REQUIREMENT: Below is a set of records. Repeat all of them exactly.

________________________

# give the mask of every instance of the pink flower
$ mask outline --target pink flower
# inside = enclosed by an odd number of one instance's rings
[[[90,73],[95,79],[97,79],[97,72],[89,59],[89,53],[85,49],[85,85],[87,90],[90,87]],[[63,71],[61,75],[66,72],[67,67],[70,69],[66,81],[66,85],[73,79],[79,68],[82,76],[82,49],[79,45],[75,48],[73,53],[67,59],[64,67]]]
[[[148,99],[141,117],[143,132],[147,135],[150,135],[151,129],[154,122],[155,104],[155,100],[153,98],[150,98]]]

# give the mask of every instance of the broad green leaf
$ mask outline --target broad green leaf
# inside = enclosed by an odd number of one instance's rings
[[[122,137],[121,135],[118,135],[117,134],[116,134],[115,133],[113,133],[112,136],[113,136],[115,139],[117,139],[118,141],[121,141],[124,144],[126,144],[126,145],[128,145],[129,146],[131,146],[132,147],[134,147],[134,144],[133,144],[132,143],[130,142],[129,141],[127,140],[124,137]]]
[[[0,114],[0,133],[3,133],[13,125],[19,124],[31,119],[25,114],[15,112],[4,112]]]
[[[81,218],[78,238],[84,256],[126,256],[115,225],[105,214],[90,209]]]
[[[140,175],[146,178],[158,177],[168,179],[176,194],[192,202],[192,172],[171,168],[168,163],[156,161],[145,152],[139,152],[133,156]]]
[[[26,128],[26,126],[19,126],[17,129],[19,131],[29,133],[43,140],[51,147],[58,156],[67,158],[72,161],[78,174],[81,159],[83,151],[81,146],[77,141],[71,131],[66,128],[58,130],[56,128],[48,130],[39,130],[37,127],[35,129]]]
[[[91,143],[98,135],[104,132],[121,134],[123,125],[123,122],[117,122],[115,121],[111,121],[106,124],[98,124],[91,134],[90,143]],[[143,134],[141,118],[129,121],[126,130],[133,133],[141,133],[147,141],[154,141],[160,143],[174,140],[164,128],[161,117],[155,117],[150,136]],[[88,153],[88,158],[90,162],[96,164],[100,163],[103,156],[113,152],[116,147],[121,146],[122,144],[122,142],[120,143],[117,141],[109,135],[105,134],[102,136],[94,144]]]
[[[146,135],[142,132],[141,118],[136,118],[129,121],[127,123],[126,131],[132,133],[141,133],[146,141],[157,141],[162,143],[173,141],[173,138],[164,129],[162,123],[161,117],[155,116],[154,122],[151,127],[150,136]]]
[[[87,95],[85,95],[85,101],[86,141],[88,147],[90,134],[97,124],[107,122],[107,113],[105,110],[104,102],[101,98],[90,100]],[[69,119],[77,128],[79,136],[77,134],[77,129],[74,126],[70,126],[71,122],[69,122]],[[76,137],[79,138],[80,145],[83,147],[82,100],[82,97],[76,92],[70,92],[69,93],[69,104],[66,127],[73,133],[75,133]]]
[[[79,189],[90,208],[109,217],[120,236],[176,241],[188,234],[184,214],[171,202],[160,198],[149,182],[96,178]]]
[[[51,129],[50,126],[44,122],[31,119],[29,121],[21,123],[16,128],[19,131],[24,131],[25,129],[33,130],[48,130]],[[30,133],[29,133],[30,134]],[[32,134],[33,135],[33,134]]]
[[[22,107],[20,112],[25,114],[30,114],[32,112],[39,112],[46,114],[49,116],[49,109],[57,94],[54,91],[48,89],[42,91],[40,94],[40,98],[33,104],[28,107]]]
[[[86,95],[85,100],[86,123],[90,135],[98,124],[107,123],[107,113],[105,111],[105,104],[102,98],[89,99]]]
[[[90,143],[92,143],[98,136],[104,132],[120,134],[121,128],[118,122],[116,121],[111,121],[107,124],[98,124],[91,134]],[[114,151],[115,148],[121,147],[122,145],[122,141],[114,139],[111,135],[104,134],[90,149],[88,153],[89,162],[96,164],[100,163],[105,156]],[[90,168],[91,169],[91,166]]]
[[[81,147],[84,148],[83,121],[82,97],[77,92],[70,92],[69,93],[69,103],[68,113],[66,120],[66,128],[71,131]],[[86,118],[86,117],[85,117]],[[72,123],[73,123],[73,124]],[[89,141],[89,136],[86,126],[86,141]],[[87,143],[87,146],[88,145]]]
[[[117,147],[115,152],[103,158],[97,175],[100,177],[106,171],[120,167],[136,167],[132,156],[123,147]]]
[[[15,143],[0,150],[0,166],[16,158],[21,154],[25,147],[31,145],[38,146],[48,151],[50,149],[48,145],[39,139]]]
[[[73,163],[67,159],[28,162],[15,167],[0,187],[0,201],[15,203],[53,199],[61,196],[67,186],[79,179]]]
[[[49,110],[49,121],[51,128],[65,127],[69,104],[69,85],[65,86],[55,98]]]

________________________

FINISHED ANSWER:
# give the mask of every instance of the pink flower
$ mask outline --target pink flower
# inside = enclosed by an odd number of one instance's rings
[[[90,73],[95,79],[97,79],[97,72],[89,59],[89,53],[85,49],[85,85],[87,90],[90,87]],[[63,71],[61,75],[66,72],[67,67],[70,69],[66,81],[66,85],[73,79],[79,68],[82,76],[82,49],[79,45],[75,48],[73,53],[67,59],[64,67]]]
[[[148,99],[141,117],[143,132],[147,135],[150,135],[151,129],[154,122],[155,104],[155,100],[153,98],[150,98]]]

# give the mask of every instance of the broad green leaf
$ mask outline --target broad green leaf
# inside = enclosed by an odd number of one instance's rings
[[[122,137],[121,135],[118,135],[117,134],[116,134],[115,133],[113,133],[112,136],[113,136],[115,139],[117,139],[118,141],[121,141],[124,144],[126,144],[126,145],[128,145],[129,146],[131,146],[132,147],[134,147],[134,144],[133,144],[132,143],[130,142],[129,141],[127,140],[124,137]]]
[[[0,114],[0,133],[3,133],[13,125],[19,124],[31,119],[25,114],[15,112],[4,112]]]
[[[81,218],[78,238],[84,256],[126,256],[115,225],[105,214],[90,209]]]
[[[140,175],[146,178],[158,177],[168,179],[176,194],[192,202],[192,172],[171,168],[168,163],[156,161],[145,152],[139,152],[133,156]]]
[[[26,128],[26,126],[19,126],[17,129],[19,131],[29,133],[43,140],[51,147],[58,156],[67,158],[72,161],[78,174],[81,159],[83,151],[81,146],[77,141],[71,131],[66,128],[58,130],[56,128],[48,130],[39,130],[37,127],[35,129]]]
[[[91,143],[98,135],[104,132],[121,134],[123,125],[123,122],[117,122],[115,121],[111,121],[106,124],[98,124],[91,134],[90,143]],[[143,134],[141,118],[129,121],[126,130],[133,133],[141,133],[147,141],[154,141],[160,143],[174,140],[164,128],[161,117],[155,117],[150,136]],[[88,153],[88,158],[90,162],[96,164],[100,163],[103,156],[113,152],[116,147],[121,146],[122,144],[122,142],[120,143],[117,141],[109,135],[105,134],[102,136],[94,144]]]
[[[146,135],[142,132],[141,118],[136,118],[129,121],[127,123],[126,131],[132,133],[141,133],[146,141],[157,141],[162,143],[173,141],[173,138],[164,129],[162,123],[161,117],[155,116],[154,122],[151,127],[150,136]]]
[[[87,95],[85,95],[85,101],[86,141],[88,147],[90,134],[97,124],[107,122],[107,113],[105,110],[104,102],[101,98],[90,100]],[[69,119],[77,128],[79,136],[77,134],[77,129],[74,126],[70,126],[71,122],[69,122]],[[76,137],[79,138],[80,145],[83,147],[82,100],[82,97],[76,92],[70,92],[69,93],[69,104],[66,127],[73,133],[75,133]]]
[[[79,189],[90,208],[109,217],[120,236],[176,241],[188,234],[184,214],[171,202],[160,198],[149,182],[96,178]]]
[[[51,129],[50,126],[44,122],[31,119],[29,121],[21,123],[16,128],[19,131],[24,131],[25,129],[33,130],[48,130]],[[30,133],[29,133],[30,134]],[[32,134],[33,135],[33,134]]]
[[[22,107],[20,112],[25,114],[30,114],[32,112],[39,112],[46,114],[49,116],[49,109],[57,94],[54,91],[48,89],[42,91],[40,94],[40,98],[33,104],[28,107]]]
[[[86,95],[85,100],[86,123],[90,135],[98,124],[107,123],[107,113],[105,111],[105,104],[102,98],[89,99]]]
[[[90,143],[92,143],[98,136],[104,132],[120,134],[121,128],[118,122],[116,121],[111,121],[107,124],[98,124],[91,134]],[[114,151],[115,148],[121,147],[122,145],[122,141],[114,139],[111,135],[104,134],[90,149],[88,153],[89,162],[96,164],[100,163],[105,156]],[[90,168],[91,169],[91,166]]]
[[[81,147],[84,148],[83,121],[82,97],[77,92],[70,92],[69,93],[69,103],[68,113],[66,120],[66,128],[71,131]],[[86,118],[86,117],[85,117]],[[72,123],[73,123],[73,124]],[[89,141],[89,136],[86,126],[86,141]],[[87,143],[87,146],[88,145]]]
[[[117,147],[115,152],[103,158],[97,175],[100,177],[106,171],[120,167],[136,167],[132,156],[123,147]]]
[[[15,143],[0,150],[0,166],[16,158],[21,154],[25,147],[31,145],[38,146],[48,151],[50,149],[48,145],[39,139]]]
[[[73,163],[67,159],[28,162],[15,167],[0,187],[0,201],[15,203],[53,199],[61,196],[67,186],[79,179]]]
[[[49,110],[49,121],[51,128],[65,127],[69,104],[69,85],[65,86],[55,98]]]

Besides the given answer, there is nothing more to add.